PAGE EXCERPT:
┄┄┄┄┄┄

Spoiler alert: This interview reveals plot points of “Amulet,” including the ending.
Romola Garai stole the show at the 2013 BAFTA Awards with a very unexpected story – slipped in during the presentation of a comedy award – about her recent childbirth. “I had the misfortune of having 23 stitches in my vagina,” she told the audience. “So I didn’t think I’d be laughing at anything for a long time.” The subversive quip wasn’t the laugh line the awards show producers had given her; Garai had written something of her own that was personal, relatable, hilarious, horrific, and shocking, all at once.
Given Garai’s combination of these ingredients, her creative confidence, and her willingness to tell uncomfortable truths, it’s no surprise she’s expanded her professional ambitions to writing and directing. Her first feature, the horror film “Amulet” (now available on DVD) shares the maternal concern of that BAFTA joke. Garai was pregnant with her second child while writing the script, and she was dreading the prospect of re-traumatizing her pelvic floor. “And I think you can tell when you watch it!” she told The Playlist, laughing. “I did this writing exercise where I tried not to dam up my feelings and just see what came out. And what I vomited out was clearly a fascination with the extreme experience of birth, and a profound rage at the inequality of birth. There’s an undeniable horror to it.” Indeed, our first inkling that something is terribly wrong in the dismal house in which most of “Amulet” takes place is the discovery of a gruesome creature clogging up the toilet: a bloody, bat-like thing with what looks like an umbilical cord attached to it.
Garai’s “Amulet” plays with and then explodes a number of traditional fairy tale and horror tropes, making them stranger and darker. The film’s main character Tomaz (Alec Secareanu) seems like a hero at first, rescuing and protecting two damsels in distress, Miriam (Angeliki Papoulia) and Magda (Carla Juri). Later, we realize that Tomaz is actually a rapist, a soldier who attacked a woman during a recent, unspecified European war. In creating this character, Garai did much research about war criminals like former Serbian and Yugoslav president Slobodan Milošević, and about the use of rape as a weapon of war. She wondered about the psychological splitting or dissociation people like Tomas would have to undergo, enabling them to view their crimes as the work of other people, and to feel like they still deserved to be seen as heroes. This led her to contemplate “the tendency to remove ourselves from our analysis of our failures as human beings.”
Instead of Tomaz’s victim becoming pregnant, he finds himself enduring that fate. This is his punishment, watching his belly swell and then giving birth to hideous creatures like the one found in the toilet — the personification of his own evil. These horrors are born with teeth, Magda tells us, which allows them to chew their way into this world, through Tomaz’ flesh. Birth is a common enough body horror trope, one in which people are often split open by parasitic entities, usually after involuntary fertilization. Think about the chestburster scene in “Alien“, which can be read as a rape/birth metaphor by women in the audience — even if that’s not what the (usually male) filmmakers intended.

┄┄┄┄┄┄

ACTIVITY: From the article on Romola Garai and "Amulet," extract the stretch from "Spoiler alert: This" through "all at once.". The entries that come next are separate material and have no connection to the article on Romola Garai and "Amulet".

Dataset excerpts

┄┄┄┄┄┄

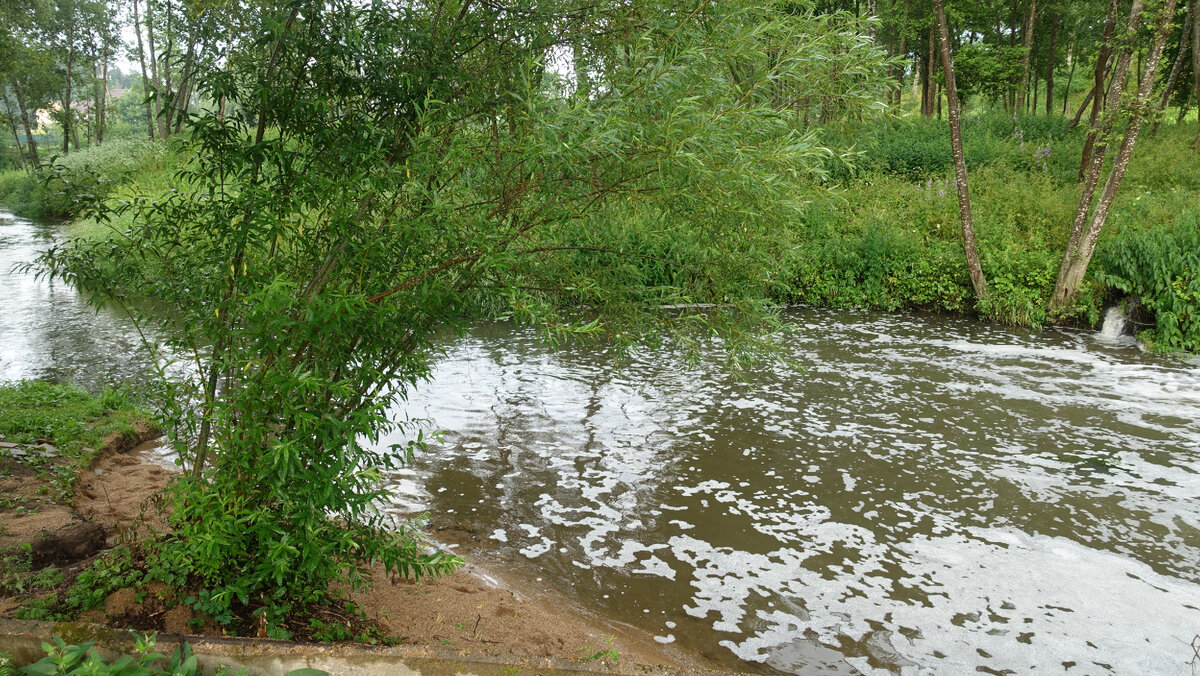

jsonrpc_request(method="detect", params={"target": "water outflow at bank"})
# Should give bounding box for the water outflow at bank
[0,208,1200,674]
[386,310,1200,674]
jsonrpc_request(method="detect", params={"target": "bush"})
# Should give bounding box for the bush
[0,139,167,217]
[1097,209,1200,352]
[827,112,1081,180]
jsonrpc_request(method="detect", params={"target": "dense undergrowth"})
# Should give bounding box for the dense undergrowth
[785,114,1200,343]
[0,139,170,219]
[0,112,1200,352]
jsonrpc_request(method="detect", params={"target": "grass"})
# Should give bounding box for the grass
[784,113,1200,333]
[0,381,154,503]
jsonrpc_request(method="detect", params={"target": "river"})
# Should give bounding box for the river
[7,208,1200,674]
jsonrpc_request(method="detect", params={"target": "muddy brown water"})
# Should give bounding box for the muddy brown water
[0,214,1200,674]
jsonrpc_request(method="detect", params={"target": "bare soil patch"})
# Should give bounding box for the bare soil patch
[0,443,713,671]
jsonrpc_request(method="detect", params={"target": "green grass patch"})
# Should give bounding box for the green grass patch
[0,381,155,502]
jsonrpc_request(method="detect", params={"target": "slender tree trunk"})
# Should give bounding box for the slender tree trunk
[896,0,912,108]
[1067,86,1096,128]
[1150,0,1196,134]
[62,40,79,155]
[133,0,155,140]
[922,29,937,118]
[160,2,175,131]
[1016,0,1038,113]
[174,41,196,134]
[1030,68,1040,113]
[0,91,30,172]
[1046,12,1069,116]
[1192,0,1200,150]
[1078,0,1123,181]
[146,0,167,140]
[1050,0,1176,312]
[96,55,108,145]
[1062,41,1082,115]
[11,76,42,171]
[935,0,988,300]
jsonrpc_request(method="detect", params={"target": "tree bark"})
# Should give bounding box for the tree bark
[1016,0,1038,113]
[1050,0,1176,312]
[133,0,155,140]
[173,41,196,134]
[1078,0,1123,181]
[146,0,167,140]
[12,76,42,171]
[920,29,937,118]
[1046,12,1058,116]
[62,37,79,155]
[1062,41,1080,115]
[96,47,108,145]
[895,0,912,108]
[2,92,29,172]
[1192,0,1200,145]
[1150,0,1196,134]
[935,0,988,300]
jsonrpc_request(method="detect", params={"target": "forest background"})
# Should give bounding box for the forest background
[0,0,1200,638]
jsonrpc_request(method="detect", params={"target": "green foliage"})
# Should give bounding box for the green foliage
[938,43,1026,104]
[19,634,231,676]
[43,0,886,626]
[832,110,1081,180]
[16,545,145,622]
[0,381,154,502]
[1097,208,1200,352]
[0,139,167,217]
[0,543,62,597]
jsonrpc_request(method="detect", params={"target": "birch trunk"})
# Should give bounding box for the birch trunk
[1016,0,1038,113]
[146,0,167,140]
[12,76,42,169]
[1050,0,1176,312]
[936,0,988,300]
[1150,0,1196,134]
[1046,13,1058,116]
[1078,0,1123,181]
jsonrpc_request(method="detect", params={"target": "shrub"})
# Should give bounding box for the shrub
[0,139,167,217]
[1097,209,1200,352]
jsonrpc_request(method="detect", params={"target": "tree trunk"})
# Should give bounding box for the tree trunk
[1016,0,1038,113]
[0,91,30,172]
[96,54,108,145]
[896,0,912,108]
[12,76,42,171]
[146,0,167,140]
[1046,12,1056,116]
[935,0,988,300]
[174,41,196,134]
[1150,0,1196,134]
[1192,0,1200,150]
[920,29,937,118]
[1050,0,1176,312]
[133,0,155,140]
[1078,0,1123,181]
[62,40,79,155]
[1062,40,1082,114]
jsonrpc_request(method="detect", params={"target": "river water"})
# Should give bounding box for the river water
[7,210,1200,674]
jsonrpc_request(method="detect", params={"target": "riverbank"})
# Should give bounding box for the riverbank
[0,110,1200,352]
[0,383,713,671]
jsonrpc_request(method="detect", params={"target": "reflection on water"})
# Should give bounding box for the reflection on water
[0,208,1200,674]
[0,211,148,390]
[386,310,1200,674]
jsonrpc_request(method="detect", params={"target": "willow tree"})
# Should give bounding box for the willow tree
[1049,0,1176,313]
[44,0,884,629]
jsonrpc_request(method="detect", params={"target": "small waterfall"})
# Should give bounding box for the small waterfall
[1096,305,1129,341]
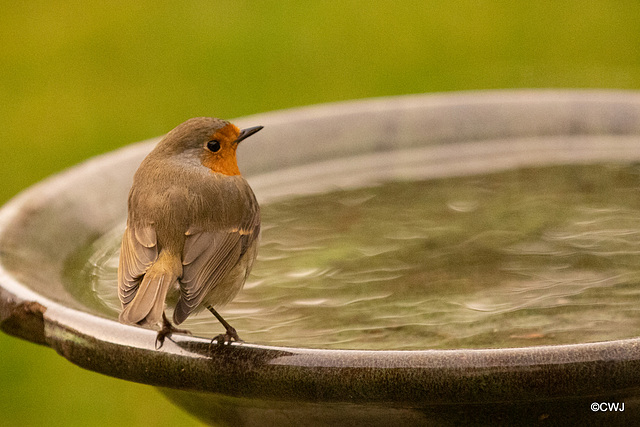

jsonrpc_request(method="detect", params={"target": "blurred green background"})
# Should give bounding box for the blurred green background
[0,0,640,426]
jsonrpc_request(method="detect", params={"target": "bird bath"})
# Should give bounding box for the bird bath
[0,91,640,425]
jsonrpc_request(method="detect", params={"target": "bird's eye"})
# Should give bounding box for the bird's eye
[207,139,220,153]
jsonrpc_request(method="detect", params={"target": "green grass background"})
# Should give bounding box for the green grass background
[0,0,640,426]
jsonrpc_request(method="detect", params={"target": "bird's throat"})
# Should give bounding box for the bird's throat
[202,150,240,176]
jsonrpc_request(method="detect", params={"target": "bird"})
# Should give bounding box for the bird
[118,117,263,349]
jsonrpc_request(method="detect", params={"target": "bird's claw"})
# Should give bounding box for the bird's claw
[156,313,191,350]
[211,328,244,345]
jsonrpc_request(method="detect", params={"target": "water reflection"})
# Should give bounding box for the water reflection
[83,165,640,349]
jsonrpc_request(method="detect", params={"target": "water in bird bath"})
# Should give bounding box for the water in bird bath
[68,164,640,349]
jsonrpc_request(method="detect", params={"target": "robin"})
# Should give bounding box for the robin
[118,117,262,348]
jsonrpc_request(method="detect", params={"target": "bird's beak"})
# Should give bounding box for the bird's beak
[236,126,264,144]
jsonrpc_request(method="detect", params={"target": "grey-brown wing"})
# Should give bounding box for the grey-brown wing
[118,225,158,307]
[173,226,259,324]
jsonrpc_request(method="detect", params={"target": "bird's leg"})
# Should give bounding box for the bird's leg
[156,311,191,350]
[207,305,243,344]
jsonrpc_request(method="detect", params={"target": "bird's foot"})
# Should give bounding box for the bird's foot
[156,313,191,350]
[211,327,244,345]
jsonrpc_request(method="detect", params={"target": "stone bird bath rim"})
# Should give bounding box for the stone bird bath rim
[0,90,640,425]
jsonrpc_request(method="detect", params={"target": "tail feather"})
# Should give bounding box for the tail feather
[120,256,180,325]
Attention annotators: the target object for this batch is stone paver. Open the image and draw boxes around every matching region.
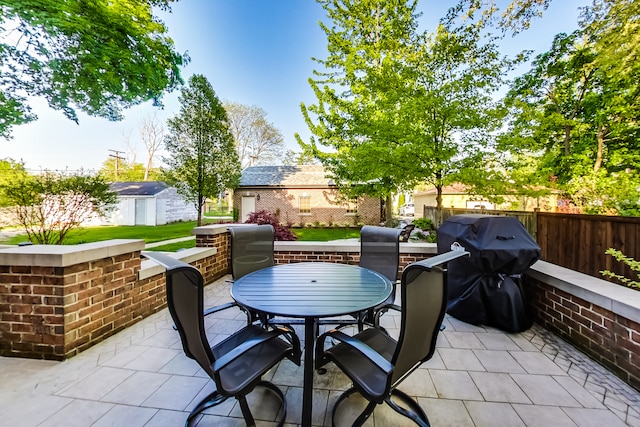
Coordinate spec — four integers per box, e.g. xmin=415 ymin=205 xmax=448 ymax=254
xmin=0 ymin=279 xmax=640 ymax=427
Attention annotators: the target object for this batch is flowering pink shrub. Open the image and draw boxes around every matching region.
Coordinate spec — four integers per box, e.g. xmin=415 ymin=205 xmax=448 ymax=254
xmin=245 ymin=209 xmax=296 ymax=241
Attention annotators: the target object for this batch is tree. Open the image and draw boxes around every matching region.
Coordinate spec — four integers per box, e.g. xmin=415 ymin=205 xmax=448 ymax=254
xmin=224 ymin=102 xmax=284 ymax=169
xmin=140 ymin=114 xmax=164 ymax=181
xmin=298 ymin=0 xmax=512 ymax=217
xmin=0 ymin=171 xmax=117 ymax=245
xmin=163 ymin=75 xmax=240 ymax=225
xmin=296 ymin=0 xmax=424 ymax=218
xmin=501 ymin=0 xmax=640 ymax=214
xmin=0 ymin=0 xmax=188 ymax=138
xmin=0 ymin=158 xmax=28 ymax=207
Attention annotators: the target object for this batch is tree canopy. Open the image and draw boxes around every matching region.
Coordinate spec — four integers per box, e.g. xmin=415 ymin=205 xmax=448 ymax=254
xmin=298 ymin=0 xmax=511 ymax=216
xmin=500 ymin=0 xmax=640 ymax=215
xmin=163 ymin=74 xmax=240 ymax=225
xmin=0 ymin=171 xmax=117 ymax=245
xmin=0 ymin=0 xmax=188 ymax=138
xmin=224 ymin=102 xmax=284 ymax=169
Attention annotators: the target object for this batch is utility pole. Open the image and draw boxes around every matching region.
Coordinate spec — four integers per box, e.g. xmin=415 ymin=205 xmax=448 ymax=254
xmin=109 ymin=150 xmax=124 ymax=181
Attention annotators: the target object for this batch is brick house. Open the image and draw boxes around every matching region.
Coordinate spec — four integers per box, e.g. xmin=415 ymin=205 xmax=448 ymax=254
xmin=238 ymin=165 xmax=381 ymax=226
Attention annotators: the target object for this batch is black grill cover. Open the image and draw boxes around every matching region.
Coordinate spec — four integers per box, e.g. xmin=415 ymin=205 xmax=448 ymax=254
xmin=438 ymin=215 xmax=540 ymax=332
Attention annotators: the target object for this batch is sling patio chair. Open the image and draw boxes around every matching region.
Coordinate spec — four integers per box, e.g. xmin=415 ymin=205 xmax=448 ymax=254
xmin=315 ymin=251 xmax=469 ymax=427
xmin=142 ymin=253 xmax=301 ymax=427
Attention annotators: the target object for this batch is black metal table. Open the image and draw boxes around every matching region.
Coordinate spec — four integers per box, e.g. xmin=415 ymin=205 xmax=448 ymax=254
xmin=231 ymin=262 xmax=392 ymax=426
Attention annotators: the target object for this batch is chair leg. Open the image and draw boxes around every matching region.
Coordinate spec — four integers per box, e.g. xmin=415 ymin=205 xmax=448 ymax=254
xmin=184 ymin=390 xmax=227 ymax=427
xmin=331 ymin=387 xmax=378 ymax=427
xmin=236 ymin=395 xmax=256 ymax=427
xmin=385 ymin=389 xmax=431 ymax=427
xmin=255 ymin=380 xmax=287 ymax=427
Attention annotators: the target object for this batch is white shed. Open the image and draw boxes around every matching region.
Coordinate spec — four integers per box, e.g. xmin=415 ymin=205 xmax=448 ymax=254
xmin=107 ymin=181 xmax=198 ymax=225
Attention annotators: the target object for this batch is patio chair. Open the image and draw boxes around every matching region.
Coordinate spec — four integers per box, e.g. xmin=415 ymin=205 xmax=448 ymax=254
xmin=359 ymin=225 xmax=402 ymax=330
xmin=228 ymin=224 xmax=275 ymax=326
xmin=398 ymin=224 xmax=416 ymax=242
xmin=150 ymin=253 xmax=301 ymax=427
xmin=315 ymin=251 xmax=468 ymax=426
xmin=228 ymin=224 xmax=275 ymax=279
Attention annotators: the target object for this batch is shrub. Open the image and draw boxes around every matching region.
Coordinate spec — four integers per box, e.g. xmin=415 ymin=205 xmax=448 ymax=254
xmin=245 ymin=210 xmax=296 ymax=241
xmin=600 ymin=248 xmax=640 ymax=289
xmin=413 ymin=218 xmax=435 ymax=230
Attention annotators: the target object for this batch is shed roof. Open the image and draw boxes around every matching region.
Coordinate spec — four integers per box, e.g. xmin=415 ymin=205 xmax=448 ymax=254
xmin=240 ymin=165 xmax=335 ymax=188
xmin=109 ymin=181 xmax=169 ymax=196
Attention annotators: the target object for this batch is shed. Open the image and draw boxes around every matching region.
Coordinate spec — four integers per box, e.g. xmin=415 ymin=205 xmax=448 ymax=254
xmin=107 ymin=181 xmax=198 ymax=225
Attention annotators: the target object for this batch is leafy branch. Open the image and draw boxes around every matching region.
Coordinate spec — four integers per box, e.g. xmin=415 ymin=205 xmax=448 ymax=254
xmin=600 ymin=248 xmax=640 ymax=289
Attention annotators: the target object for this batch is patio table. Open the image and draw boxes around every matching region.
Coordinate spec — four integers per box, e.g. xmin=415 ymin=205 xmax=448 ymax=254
xmin=231 ymin=262 xmax=392 ymax=427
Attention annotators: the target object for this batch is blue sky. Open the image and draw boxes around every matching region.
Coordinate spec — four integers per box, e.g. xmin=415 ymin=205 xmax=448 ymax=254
xmin=0 ymin=0 xmax=589 ymax=174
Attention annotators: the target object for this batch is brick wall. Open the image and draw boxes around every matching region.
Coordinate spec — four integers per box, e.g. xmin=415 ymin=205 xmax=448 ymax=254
xmin=531 ymin=279 xmax=640 ymax=390
xmin=0 ymin=241 xmax=226 ymax=360
xmin=0 ymin=251 xmax=146 ymax=360
xmin=196 ymin=231 xmax=231 ymax=283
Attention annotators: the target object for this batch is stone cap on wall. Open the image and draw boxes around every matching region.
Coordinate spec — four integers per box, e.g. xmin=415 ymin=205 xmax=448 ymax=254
xmin=273 ymin=239 xmax=438 ymax=255
xmin=526 ymin=261 xmax=640 ymax=323
xmin=0 ymin=239 xmax=144 ymax=267
xmin=138 ymin=248 xmax=218 ymax=280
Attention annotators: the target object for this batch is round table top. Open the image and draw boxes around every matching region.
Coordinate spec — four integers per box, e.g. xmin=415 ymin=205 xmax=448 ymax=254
xmin=231 ymin=262 xmax=392 ymax=318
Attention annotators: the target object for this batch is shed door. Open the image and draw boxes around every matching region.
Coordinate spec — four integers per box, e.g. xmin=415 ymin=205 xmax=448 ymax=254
xmin=241 ymin=196 xmax=256 ymax=221
xmin=135 ymin=199 xmax=147 ymax=225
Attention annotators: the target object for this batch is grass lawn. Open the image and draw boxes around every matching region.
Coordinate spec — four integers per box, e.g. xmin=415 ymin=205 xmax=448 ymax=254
xmin=291 ymin=227 xmax=360 ymax=242
xmin=2 ymin=221 xmax=220 ymax=245
xmin=0 ymin=220 xmax=360 ymax=247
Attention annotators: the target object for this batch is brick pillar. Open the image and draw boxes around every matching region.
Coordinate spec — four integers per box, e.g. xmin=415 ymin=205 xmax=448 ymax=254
xmin=193 ymin=224 xmax=231 ymax=283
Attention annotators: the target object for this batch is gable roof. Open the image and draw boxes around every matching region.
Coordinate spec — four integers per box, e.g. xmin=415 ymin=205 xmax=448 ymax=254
xmin=240 ymin=165 xmax=334 ymax=188
xmin=109 ymin=181 xmax=169 ymax=196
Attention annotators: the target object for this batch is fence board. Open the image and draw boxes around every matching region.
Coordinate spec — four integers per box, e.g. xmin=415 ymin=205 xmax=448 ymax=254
xmin=424 ymin=206 xmax=640 ymax=280
xmin=536 ymin=212 xmax=640 ymax=278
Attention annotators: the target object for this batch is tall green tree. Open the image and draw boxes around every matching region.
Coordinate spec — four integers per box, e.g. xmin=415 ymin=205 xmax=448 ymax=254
xmin=163 ymin=74 xmax=240 ymax=225
xmin=298 ymin=0 xmax=511 ymax=217
xmin=224 ymin=102 xmax=285 ymax=169
xmin=297 ymin=0 xmax=428 ymax=218
xmin=0 ymin=171 xmax=117 ymax=245
xmin=0 ymin=0 xmax=188 ymax=138
xmin=501 ymin=0 xmax=640 ymax=214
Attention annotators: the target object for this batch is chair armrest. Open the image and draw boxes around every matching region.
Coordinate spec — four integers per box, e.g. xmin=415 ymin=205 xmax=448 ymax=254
xmin=213 ymin=326 xmax=301 ymax=371
xmin=203 ymin=301 xmax=251 ymax=325
xmin=316 ymin=329 xmax=393 ymax=375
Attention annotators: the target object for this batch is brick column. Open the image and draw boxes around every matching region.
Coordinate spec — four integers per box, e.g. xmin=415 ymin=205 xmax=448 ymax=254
xmin=0 ymin=240 xmax=144 ymax=360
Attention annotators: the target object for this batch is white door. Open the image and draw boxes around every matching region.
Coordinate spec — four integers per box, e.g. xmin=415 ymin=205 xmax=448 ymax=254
xmin=135 ymin=199 xmax=147 ymax=225
xmin=240 ymin=196 xmax=256 ymax=222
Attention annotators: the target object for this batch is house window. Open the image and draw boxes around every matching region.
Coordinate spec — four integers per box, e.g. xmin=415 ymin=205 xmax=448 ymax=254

┄┄┄┄┄┄

RESULT:
Spoiler alert: This interview reveals plot points of “Amulet,” including the ending.
Romola Garai stole the show at the 2013 BAFTA Awards with a very unexpected story – slipped in during the presentation of a comedy award – about her recent childbirth. “I had the misfortune of having 23 stitches in my vagina,” she told the audience. “So I didn’t think I’d be laughing at anything for a long time.” The subversive quip wasn’t the laugh line the awards show producers had given her; Garai had written something of her own that was personal, relatable, hilarious, horrific, and shocking, all at once.